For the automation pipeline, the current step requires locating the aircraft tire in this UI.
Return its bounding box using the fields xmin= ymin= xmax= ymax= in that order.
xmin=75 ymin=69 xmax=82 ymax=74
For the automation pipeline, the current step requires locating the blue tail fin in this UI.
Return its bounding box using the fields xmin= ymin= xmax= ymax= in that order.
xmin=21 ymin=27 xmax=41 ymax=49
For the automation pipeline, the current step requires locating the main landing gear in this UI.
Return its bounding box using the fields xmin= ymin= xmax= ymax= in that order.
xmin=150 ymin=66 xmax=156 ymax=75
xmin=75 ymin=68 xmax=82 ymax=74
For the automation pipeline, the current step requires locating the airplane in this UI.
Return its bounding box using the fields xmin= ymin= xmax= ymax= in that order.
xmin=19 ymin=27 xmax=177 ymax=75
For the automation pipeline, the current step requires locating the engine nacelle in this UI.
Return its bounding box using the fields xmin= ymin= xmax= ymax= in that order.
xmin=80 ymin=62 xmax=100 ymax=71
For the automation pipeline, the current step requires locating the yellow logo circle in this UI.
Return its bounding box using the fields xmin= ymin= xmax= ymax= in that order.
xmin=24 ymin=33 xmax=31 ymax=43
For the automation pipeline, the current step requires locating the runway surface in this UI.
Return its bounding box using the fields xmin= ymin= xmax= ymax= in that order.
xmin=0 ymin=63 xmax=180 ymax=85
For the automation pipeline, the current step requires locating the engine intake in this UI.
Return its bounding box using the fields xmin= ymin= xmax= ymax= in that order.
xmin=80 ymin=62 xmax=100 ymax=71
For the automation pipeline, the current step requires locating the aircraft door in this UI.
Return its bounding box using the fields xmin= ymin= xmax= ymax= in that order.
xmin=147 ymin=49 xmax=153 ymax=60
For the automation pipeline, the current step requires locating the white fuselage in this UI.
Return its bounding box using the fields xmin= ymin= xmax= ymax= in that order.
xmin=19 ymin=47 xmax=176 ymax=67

- _REQUIRED WORK_: Can you rewrite the listing above as a JSON list of strings, one string per line, leaving out any blank lines?

- _WORKED SOLUTION_:
[
  "For the automation pipeline, the current step requires locating the aircraft tire in this UI.",
  "Return its bounding box using the fields xmin= ymin= xmax= ymax= in that order.",
  "xmin=75 ymin=69 xmax=82 ymax=74",
  "For the automation pipeline, the current step requires locating the blue tail fin in this UI.",
  "Return its bounding box using the fields xmin= ymin= xmax= ymax= in that order.",
  "xmin=21 ymin=27 xmax=41 ymax=49",
  "For the automation pipeline, the current step requires locating the main landing gear in this UI.",
  "Return its bounding box using the fields xmin= ymin= xmax= ymax= in that order.",
  "xmin=150 ymin=66 xmax=156 ymax=75",
  "xmin=75 ymin=68 xmax=82 ymax=74",
  "For the automation pipeline, the current step requires locating the airplane in this UI.",
  "Return its bounding box using the fields xmin= ymin= xmax= ymax= in that order.",
  "xmin=19 ymin=27 xmax=177 ymax=75",
  "For the automation pipeline, the current step requires locating the engine nacelle in this UI.",
  "Return its bounding box using the fields xmin= ymin= xmax= ymax= in that order.",
  "xmin=80 ymin=62 xmax=100 ymax=71",
  "For the automation pipeline, the current step requires locating the yellow logo circle in this UI.",
  "Return its bounding box using the fields xmin= ymin= xmax= ymax= in that order.",
  "xmin=24 ymin=33 xmax=31 ymax=43",
  "For the automation pipeline, the current step requires locating the runway surface in this UI.",
  "Return its bounding box using the fields xmin= ymin= xmax= ymax= in that order.",
  "xmin=0 ymin=63 xmax=180 ymax=85",
  "For the automation pipeline, the current step requires locating the engine intake in this UI.",
  "Return its bounding box using the fields xmin= ymin= xmax= ymax= in that order.",
  "xmin=80 ymin=62 xmax=100 ymax=71",
  "For the automation pipeline, the current step requires locating the aircraft door in this UI.",
  "Return its bounding box using the fields xmin= ymin= xmax= ymax= in that order.",
  "xmin=147 ymin=49 xmax=153 ymax=60",
  "For the automation pipeline, the current step requires locating the white fuselage in this UI.",
  "Return its bounding box using the fields xmin= ymin= xmax= ymax= in that order.",
  "xmin=19 ymin=47 xmax=176 ymax=67"
]